RBleug


Regilero's blog; Mostly tech things about web stuff.

How to make a clean Apache Virtualhost for each drupal project, with PHP settings altered for each project
How to make a clean Apache Virtualhost for each drupal project, with PHP settings altered for each project

In this article we'll study how to tune the php.ini settings for a Drupal host, how to manage variations of theses settings per Virtalhosts, and of course how to do it without the ugly .htaccess file.

Get a Drupal VirtualHost

Why am I saying .htaccess files are ugly and you should have a VirtualHost for your Drupal?
Because .htaccess files are slowing down your Apache, and everything set by Drupal in the .htaccess can be safely put in the VirtualHost.
Check this previous article for details (first part is about removing the .htaccess).

Now having a VirtualHost you can handle several parallel Drupal installations on the same host and you will be able to securize this by adding restrictions on the available directories for each separate VirtualHost.
We will see that we will also be able to handle different PHP configurations for each VirtualHost.

Several configurations? But I only have one php.ini!

Yes.

Only one php.ini is loaded by PHP, but you can alter the PHP settings in apache configuration by using php_value, php_admin_value, php_flag and php_admin_flag directives.
You could also alter the PHP settings in PHP code with ini_set() instructions. But the php_admin_value and php_adminflag differs from the simpliest one by the fact any setting set with the **"admin" commands cannot be overriden** by any ini_set() call in the code.

So this means you will be able to set the PHP settings to the value you need for each VirtualHost, just think about the open_basedir restriction, each Drupal installation can have an open_basedir that forbids any access to another parallel Drupal website on the same host.

What are the PHP settings enforced by default Drupal .htaccess?

First let's see what is the default php settings that Drupal is asking for in Drupal6:

<ifmodule mod_php5.c="">
   php_value magic_quotes_gpc                0
   php_value register_globals                0
   php_value session.auto_start              0
   php_value mbstring.http_input             pass
   php_value mbstring.http_output            pass
   php_value mbstring.encoding_translation   0
</ifmodule>

And in Drupal7:

<ifmodule mod_php5.c="">
   php_flag magic_quotes_gpc                 off
   php_flag magic_quotes_sybase              off
   php_flag register_globals                 off
   php_flag session.auto_start               off
   php_value mbstring.http_input             pass
   php_value mbstring.http_output            pass
   php_flag mbstring.encoding_translation    off
</ifmodule>

Not much differences.

* _Information shown_:
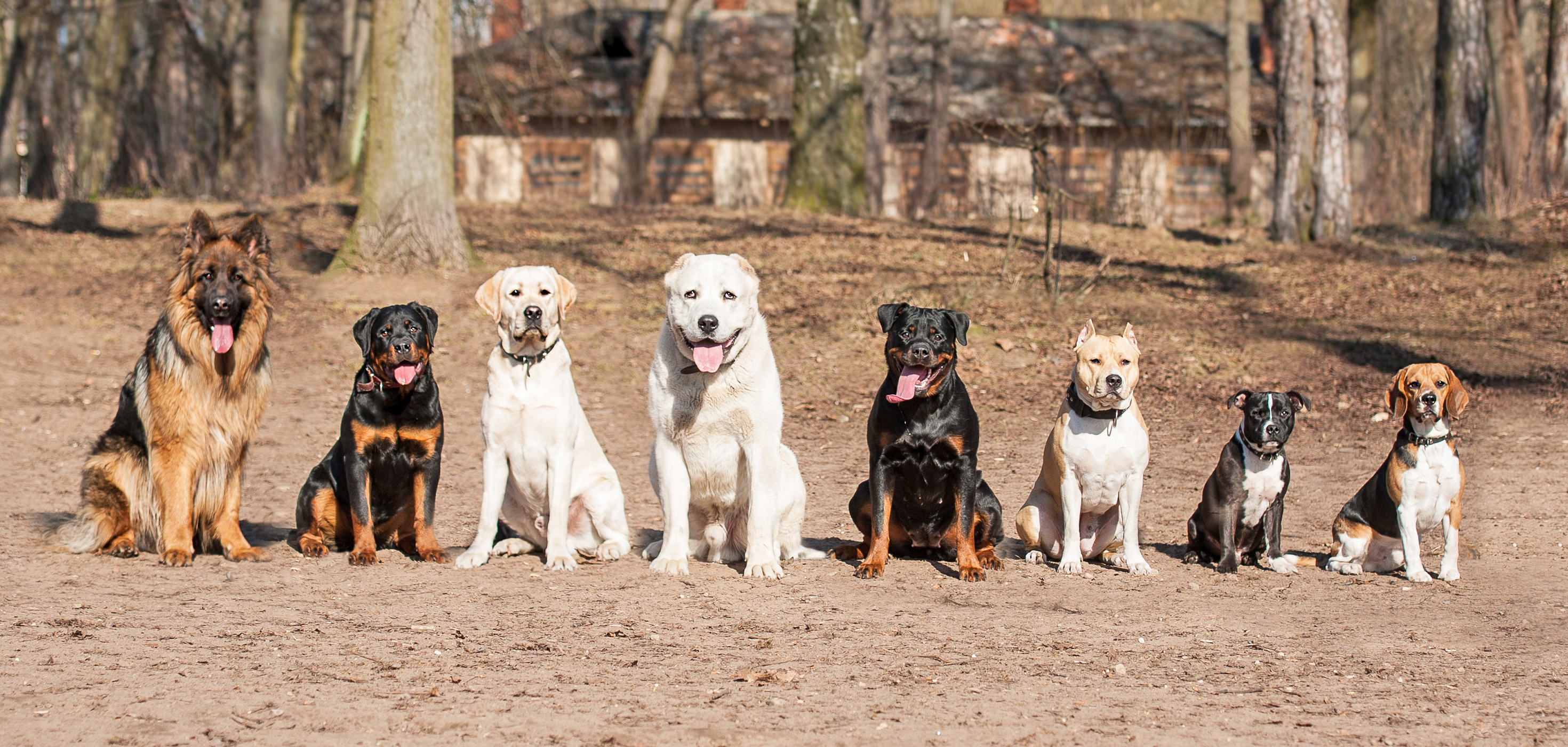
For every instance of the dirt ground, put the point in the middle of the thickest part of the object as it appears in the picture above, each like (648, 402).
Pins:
(316, 652)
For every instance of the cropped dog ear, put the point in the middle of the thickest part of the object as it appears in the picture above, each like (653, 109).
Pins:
(363, 332)
(1084, 335)
(1396, 399)
(888, 314)
(960, 325)
(1299, 401)
(1455, 398)
(566, 291)
(253, 237)
(488, 296)
(431, 321)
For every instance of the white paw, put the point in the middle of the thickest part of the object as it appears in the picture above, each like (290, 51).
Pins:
(766, 569)
(561, 562)
(671, 566)
(509, 548)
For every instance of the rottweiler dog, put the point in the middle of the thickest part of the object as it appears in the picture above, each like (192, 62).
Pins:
(377, 487)
(923, 437)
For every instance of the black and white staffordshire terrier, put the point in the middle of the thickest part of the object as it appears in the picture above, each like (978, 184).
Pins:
(1244, 499)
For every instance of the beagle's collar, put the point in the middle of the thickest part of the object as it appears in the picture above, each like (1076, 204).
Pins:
(1087, 412)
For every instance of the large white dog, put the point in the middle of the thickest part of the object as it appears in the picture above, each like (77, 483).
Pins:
(545, 473)
(730, 489)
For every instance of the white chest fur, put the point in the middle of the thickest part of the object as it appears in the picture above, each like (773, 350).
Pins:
(1263, 482)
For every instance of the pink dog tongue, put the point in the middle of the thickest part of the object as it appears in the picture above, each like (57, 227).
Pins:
(222, 338)
(405, 374)
(708, 355)
(908, 379)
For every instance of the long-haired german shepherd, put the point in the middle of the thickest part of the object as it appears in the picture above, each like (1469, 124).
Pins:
(169, 470)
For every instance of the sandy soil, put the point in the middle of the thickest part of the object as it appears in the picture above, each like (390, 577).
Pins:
(314, 652)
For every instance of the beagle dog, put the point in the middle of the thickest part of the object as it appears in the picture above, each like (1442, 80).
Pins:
(1417, 489)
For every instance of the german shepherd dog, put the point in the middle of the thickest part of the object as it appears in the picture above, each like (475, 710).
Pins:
(377, 487)
(167, 471)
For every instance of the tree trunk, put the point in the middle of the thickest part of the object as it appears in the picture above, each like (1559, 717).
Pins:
(941, 85)
(827, 156)
(1557, 101)
(651, 101)
(106, 60)
(1459, 112)
(406, 209)
(1512, 101)
(1332, 164)
(353, 101)
(875, 19)
(1294, 62)
(1239, 102)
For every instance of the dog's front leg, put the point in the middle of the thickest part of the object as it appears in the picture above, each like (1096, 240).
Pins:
(496, 474)
(763, 517)
(559, 481)
(675, 498)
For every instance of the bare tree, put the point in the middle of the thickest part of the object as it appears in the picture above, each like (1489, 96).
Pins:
(1294, 63)
(937, 134)
(1459, 112)
(651, 101)
(875, 21)
(1332, 164)
(1239, 102)
(827, 156)
(1557, 101)
(406, 208)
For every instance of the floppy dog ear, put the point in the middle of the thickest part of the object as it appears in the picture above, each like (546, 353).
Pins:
(1396, 399)
(1084, 335)
(253, 237)
(888, 314)
(488, 296)
(430, 319)
(1455, 398)
(960, 325)
(363, 332)
(1299, 401)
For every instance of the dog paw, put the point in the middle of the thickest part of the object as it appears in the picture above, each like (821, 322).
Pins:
(671, 566)
(247, 554)
(561, 562)
(766, 569)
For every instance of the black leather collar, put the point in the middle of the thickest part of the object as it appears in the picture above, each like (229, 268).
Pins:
(1087, 412)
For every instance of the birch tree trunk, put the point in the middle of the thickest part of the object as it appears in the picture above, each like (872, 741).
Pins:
(406, 208)
(1239, 102)
(1557, 101)
(1512, 99)
(1332, 82)
(875, 19)
(1294, 62)
(272, 94)
(941, 85)
(651, 101)
(827, 156)
(1459, 112)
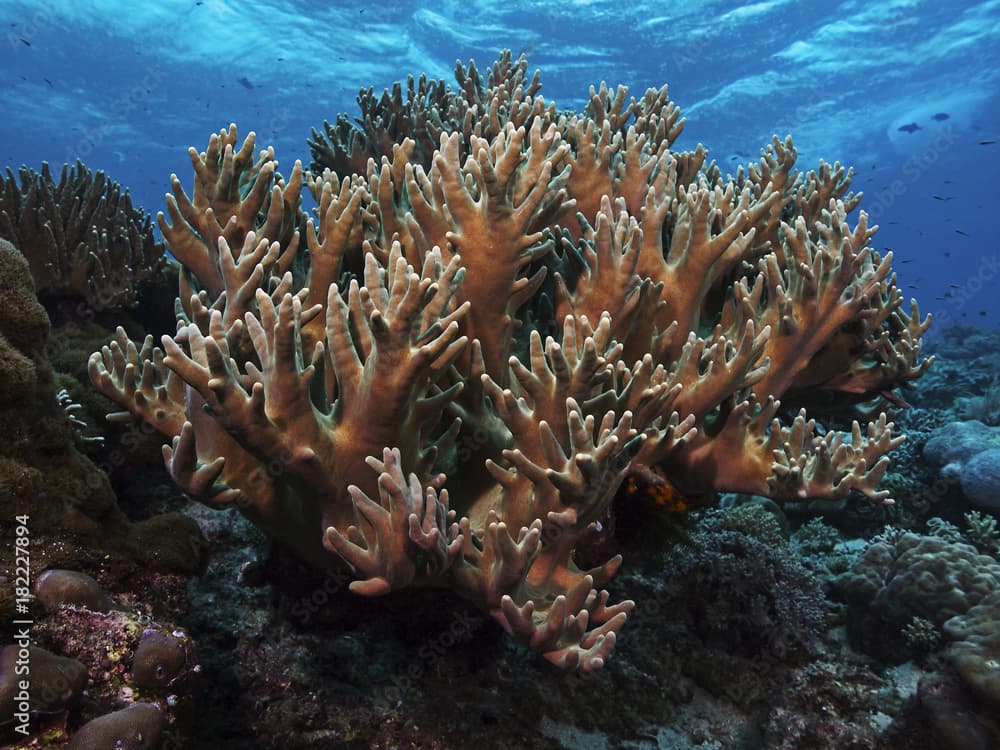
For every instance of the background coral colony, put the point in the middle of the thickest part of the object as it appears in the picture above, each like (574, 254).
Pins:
(500, 375)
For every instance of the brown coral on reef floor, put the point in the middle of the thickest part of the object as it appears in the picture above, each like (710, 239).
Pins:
(498, 312)
(81, 235)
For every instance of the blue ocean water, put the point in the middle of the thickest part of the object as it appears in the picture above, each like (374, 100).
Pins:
(906, 91)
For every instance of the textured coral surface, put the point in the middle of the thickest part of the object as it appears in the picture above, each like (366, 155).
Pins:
(496, 313)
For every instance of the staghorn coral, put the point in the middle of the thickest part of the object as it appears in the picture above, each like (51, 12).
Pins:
(81, 235)
(496, 314)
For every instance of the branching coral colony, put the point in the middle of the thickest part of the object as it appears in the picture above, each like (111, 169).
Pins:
(499, 311)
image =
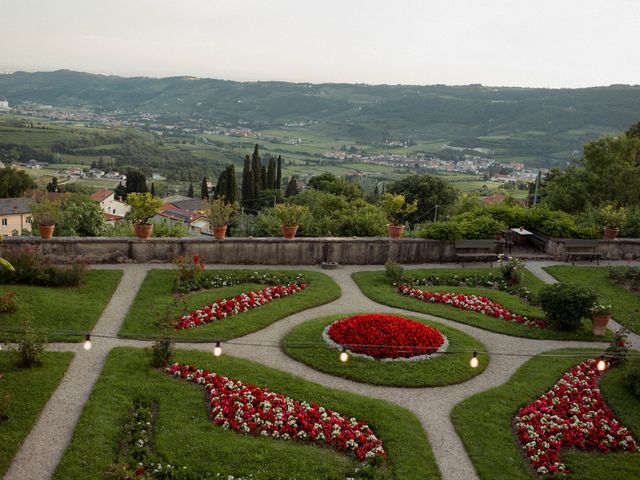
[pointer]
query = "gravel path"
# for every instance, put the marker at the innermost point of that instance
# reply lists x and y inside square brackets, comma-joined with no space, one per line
[45,445]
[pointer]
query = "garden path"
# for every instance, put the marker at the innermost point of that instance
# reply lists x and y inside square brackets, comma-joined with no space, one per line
[44,446]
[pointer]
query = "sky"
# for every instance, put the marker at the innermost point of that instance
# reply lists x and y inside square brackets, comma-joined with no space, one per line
[542,43]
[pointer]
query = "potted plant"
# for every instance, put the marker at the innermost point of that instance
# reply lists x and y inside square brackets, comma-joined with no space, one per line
[613,220]
[46,214]
[220,213]
[396,208]
[600,316]
[290,216]
[144,206]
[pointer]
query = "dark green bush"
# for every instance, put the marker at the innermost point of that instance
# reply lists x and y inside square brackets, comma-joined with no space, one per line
[632,377]
[31,269]
[565,305]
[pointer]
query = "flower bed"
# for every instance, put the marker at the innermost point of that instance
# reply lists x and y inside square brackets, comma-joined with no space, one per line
[571,414]
[472,303]
[385,336]
[248,409]
[232,306]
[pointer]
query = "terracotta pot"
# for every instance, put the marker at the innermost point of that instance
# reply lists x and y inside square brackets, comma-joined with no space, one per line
[395,231]
[219,231]
[289,231]
[599,324]
[143,231]
[46,231]
[610,233]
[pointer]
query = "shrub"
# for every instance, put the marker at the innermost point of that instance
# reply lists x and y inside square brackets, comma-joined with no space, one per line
[393,272]
[162,352]
[565,305]
[32,269]
[632,377]
[8,303]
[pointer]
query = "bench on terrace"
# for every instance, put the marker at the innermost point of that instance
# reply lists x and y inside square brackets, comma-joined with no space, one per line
[582,250]
[476,250]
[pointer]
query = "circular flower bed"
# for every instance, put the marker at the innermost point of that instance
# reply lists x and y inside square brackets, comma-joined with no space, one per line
[385,337]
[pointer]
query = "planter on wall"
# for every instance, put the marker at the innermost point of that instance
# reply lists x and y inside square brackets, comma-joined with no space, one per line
[610,233]
[143,231]
[46,231]
[289,231]
[395,231]
[219,231]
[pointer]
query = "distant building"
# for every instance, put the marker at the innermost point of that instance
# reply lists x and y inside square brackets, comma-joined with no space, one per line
[15,215]
[109,204]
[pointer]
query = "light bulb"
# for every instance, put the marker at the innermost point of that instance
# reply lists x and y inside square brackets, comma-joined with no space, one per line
[474,362]
[344,356]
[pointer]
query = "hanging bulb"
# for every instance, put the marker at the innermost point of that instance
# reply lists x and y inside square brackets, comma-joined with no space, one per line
[344,356]
[602,364]
[474,362]
[87,342]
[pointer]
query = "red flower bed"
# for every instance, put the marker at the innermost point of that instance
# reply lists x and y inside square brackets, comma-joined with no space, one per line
[473,303]
[385,336]
[248,409]
[232,306]
[570,415]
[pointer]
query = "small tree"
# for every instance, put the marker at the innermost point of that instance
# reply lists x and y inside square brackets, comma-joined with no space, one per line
[143,207]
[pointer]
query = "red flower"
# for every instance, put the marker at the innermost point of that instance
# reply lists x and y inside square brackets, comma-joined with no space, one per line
[385,336]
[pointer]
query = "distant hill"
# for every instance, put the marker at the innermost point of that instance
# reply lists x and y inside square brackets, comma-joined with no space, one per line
[512,122]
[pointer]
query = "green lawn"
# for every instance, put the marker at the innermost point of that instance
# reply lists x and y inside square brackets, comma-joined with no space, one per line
[442,370]
[57,312]
[186,437]
[30,389]
[485,423]
[374,286]
[155,296]
[626,304]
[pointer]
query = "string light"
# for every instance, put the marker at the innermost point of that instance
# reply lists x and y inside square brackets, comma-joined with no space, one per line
[602,364]
[474,360]
[344,356]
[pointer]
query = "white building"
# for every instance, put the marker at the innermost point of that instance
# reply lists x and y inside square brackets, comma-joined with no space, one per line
[109,204]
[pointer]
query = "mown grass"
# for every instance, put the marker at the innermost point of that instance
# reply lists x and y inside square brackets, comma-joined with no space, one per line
[155,298]
[626,304]
[58,312]
[305,344]
[186,437]
[484,423]
[374,286]
[30,390]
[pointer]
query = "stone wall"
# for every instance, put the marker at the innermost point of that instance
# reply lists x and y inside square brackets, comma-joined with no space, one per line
[259,251]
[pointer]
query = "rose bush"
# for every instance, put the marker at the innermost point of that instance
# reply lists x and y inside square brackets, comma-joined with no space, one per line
[249,409]
[232,306]
[570,415]
[473,303]
[385,336]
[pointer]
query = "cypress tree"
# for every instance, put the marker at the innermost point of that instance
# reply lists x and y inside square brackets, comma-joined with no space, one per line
[292,187]
[271,174]
[204,191]
[247,183]
[263,177]
[231,187]
[278,183]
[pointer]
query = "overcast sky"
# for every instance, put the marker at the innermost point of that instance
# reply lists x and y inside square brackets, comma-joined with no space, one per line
[549,43]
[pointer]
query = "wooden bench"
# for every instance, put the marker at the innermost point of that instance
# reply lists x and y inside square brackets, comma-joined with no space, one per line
[582,250]
[478,250]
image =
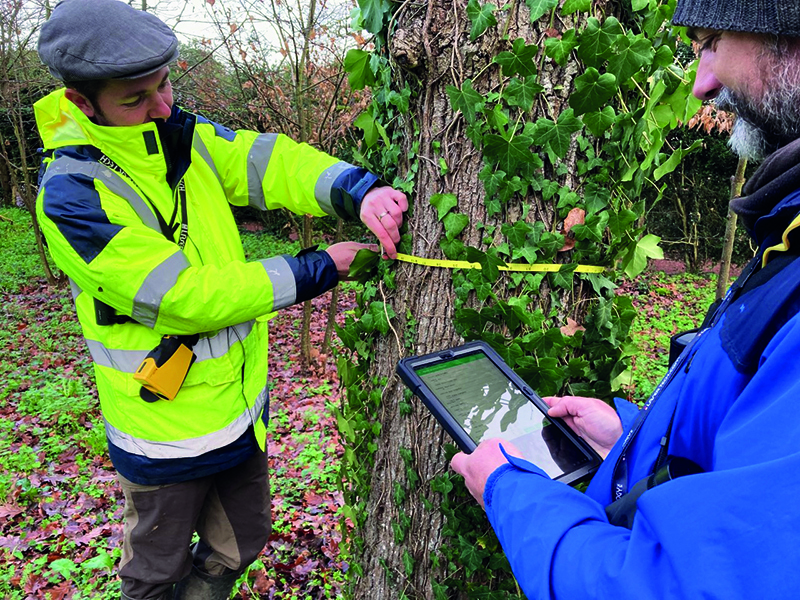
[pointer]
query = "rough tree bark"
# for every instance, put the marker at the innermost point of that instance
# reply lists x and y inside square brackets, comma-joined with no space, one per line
[431,43]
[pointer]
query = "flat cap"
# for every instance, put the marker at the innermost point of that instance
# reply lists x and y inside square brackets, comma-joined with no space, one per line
[90,40]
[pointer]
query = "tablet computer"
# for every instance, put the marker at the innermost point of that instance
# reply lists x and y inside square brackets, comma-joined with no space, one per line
[476,396]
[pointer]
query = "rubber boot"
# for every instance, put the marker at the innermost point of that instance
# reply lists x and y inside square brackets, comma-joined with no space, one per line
[202,586]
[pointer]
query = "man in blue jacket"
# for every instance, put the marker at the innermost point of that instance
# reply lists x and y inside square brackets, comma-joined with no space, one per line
[729,404]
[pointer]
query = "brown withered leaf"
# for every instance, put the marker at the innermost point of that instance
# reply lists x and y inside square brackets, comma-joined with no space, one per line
[577,216]
[571,328]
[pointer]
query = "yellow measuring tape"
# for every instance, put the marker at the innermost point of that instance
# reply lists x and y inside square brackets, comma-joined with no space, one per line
[520,267]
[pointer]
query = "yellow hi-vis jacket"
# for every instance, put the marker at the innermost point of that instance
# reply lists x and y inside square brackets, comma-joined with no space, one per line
[102,229]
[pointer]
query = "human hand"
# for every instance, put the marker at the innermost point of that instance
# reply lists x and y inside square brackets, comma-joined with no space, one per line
[343,254]
[382,211]
[592,419]
[484,460]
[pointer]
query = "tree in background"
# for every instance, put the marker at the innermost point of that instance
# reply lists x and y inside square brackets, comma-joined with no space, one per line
[528,134]
[285,61]
[23,80]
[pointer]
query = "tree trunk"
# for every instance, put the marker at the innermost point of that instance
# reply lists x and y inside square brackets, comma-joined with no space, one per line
[737,183]
[433,41]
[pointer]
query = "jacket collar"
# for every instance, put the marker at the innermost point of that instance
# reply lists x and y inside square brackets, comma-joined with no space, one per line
[161,150]
[770,203]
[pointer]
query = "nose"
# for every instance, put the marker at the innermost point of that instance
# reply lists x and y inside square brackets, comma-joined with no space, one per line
[706,85]
[160,108]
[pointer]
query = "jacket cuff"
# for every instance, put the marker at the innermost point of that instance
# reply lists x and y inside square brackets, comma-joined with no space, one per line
[627,411]
[314,273]
[348,191]
[514,464]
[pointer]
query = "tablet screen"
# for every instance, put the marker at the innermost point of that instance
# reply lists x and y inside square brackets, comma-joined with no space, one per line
[487,405]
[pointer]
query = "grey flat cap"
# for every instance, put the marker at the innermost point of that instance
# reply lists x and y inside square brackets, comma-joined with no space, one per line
[89,40]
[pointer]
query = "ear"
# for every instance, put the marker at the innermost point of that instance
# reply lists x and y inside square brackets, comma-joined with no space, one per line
[81,101]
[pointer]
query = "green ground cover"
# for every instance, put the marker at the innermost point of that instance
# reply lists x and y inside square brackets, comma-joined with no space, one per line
[60,507]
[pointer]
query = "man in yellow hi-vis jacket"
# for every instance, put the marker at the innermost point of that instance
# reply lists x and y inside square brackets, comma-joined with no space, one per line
[134,201]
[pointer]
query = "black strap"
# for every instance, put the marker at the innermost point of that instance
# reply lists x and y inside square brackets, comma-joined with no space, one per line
[105,314]
[619,479]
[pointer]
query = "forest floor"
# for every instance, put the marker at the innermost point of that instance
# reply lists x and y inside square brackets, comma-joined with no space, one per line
[60,504]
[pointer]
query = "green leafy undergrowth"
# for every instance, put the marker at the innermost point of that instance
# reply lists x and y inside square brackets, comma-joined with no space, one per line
[665,305]
[60,505]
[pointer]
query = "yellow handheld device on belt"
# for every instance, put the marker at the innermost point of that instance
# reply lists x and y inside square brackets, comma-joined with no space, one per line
[164,369]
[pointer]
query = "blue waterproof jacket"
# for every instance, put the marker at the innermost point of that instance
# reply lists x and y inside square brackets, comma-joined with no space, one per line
[730,532]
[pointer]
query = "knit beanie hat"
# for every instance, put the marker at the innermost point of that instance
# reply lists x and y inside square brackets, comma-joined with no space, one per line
[780,17]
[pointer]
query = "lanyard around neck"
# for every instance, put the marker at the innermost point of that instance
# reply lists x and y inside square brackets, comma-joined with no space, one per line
[168,229]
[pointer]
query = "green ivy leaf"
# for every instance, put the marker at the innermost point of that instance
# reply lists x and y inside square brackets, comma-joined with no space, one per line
[598,122]
[510,155]
[557,136]
[466,99]
[487,262]
[538,8]
[674,160]
[380,313]
[482,17]
[636,259]
[618,222]
[372,12]
[455,223]
[372,129]
[442,484]
[471,555]
[359,73]
[364,266]
[593,228]
[633,53]
[573,6]
[559,49]
[592,90]
[597,41]
[599,282]
[517,233]
[497,118]
[444,203]
[518,61]
[522,93]
[551,242]
[408,563]
[453,249]
[564,277]
[595,198]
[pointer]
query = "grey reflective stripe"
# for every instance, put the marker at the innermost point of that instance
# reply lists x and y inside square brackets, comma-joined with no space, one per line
[284,285]
[322,189]
[158,282]
[193,446]
[76,290]
[257,162]
[127,361]
[200,147]
[65,165]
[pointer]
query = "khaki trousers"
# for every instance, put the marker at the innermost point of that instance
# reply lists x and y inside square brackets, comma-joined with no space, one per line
[230,511]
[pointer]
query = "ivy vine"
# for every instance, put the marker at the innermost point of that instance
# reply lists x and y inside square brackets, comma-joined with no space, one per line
[630,93]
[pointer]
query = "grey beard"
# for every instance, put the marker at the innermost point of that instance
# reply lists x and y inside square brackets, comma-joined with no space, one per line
[763,127]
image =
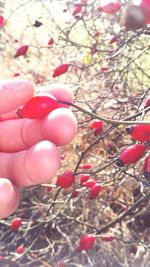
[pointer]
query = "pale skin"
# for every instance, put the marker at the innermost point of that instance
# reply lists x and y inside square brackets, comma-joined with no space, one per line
[29,149]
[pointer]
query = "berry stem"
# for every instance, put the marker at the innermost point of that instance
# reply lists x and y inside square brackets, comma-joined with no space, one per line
[115,122]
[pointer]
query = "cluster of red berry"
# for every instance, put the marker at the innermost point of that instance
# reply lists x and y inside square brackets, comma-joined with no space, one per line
[132,153]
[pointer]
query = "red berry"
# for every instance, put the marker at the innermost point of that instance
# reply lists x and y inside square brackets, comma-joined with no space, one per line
[96,34]
[111,7]
[2,21]
[97,125]
[15,224]
[62,156]
[37,24]
[86,166]
[21,51]
[51,41]
[89,183]
[147,102]
[75,193]
[86,242]
[104,69]
[77,9]
[20,249]
[113,39]
[61,69]
[139,132]
[145,6]
[131,154]
[38,107]
[16,74]
[147,167]
[94,191]
[107,238]
[65,180]
[83,179]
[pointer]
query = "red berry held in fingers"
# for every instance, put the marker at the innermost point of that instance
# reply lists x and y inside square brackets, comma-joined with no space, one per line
[61,69]
[89,183]
[75,193]
[94,191]
[97,125]
[110,7]
[113,39]
[140,132]
[147,168]
[38,107]
[83,179]
[20,249]
[131,154]
[37,24]
[65,180]
[147,102]
[15,224]
[21,51]
[86,242]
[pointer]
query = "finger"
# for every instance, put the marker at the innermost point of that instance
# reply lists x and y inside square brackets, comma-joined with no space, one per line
[9,115]
[33,166]
[59,126]
[14,93]
[60,91]
[9,198]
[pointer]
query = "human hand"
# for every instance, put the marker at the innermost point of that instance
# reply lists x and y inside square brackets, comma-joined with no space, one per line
[29,151]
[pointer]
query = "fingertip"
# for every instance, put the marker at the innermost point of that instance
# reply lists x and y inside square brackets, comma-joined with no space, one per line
[9,198]
[36,165]
[14,93]
[60,91]
[60,126]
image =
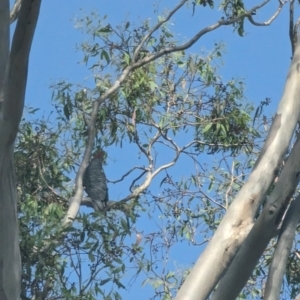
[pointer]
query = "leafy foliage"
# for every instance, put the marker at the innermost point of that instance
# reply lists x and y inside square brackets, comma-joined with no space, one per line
[174,108]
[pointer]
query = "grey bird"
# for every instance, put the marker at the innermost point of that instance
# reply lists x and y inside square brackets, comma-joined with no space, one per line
[94,181]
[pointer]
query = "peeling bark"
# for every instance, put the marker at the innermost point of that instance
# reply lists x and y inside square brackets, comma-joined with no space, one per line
[13,78]
[239,219]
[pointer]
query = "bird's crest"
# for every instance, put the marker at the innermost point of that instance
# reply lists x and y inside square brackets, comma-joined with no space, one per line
[99,154]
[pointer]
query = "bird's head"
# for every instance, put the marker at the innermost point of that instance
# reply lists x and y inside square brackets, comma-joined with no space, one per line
[99,154]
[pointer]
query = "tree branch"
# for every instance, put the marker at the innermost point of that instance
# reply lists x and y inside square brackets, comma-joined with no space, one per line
[282,252]
[14,13]
[267,23]
[19,58]
[75,204]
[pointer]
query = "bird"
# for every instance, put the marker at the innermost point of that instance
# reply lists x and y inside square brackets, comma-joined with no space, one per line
[94,182]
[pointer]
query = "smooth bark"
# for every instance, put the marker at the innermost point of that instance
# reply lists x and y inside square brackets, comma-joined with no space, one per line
[238,221]
[263,230]
[283,249]
[13,77]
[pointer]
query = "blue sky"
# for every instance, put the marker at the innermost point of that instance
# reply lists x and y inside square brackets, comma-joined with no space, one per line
[261,59]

* _Problem statement_: Output the passage of the Drupal VirtualHost article between "Now having a" and "have one php.ini!", inclusive, copied word for word.

* _Reply to the exercise_:
Now having a VirtualHost you can handle several parallel Drupal installations on the same host and you will be able to securize this by adding restrictions on the available directories for each separate VirtualHost.
We will see that we will also be able to handle different PHP configurations for each VirtualHost.

Several configurations? But I only have one php.ini!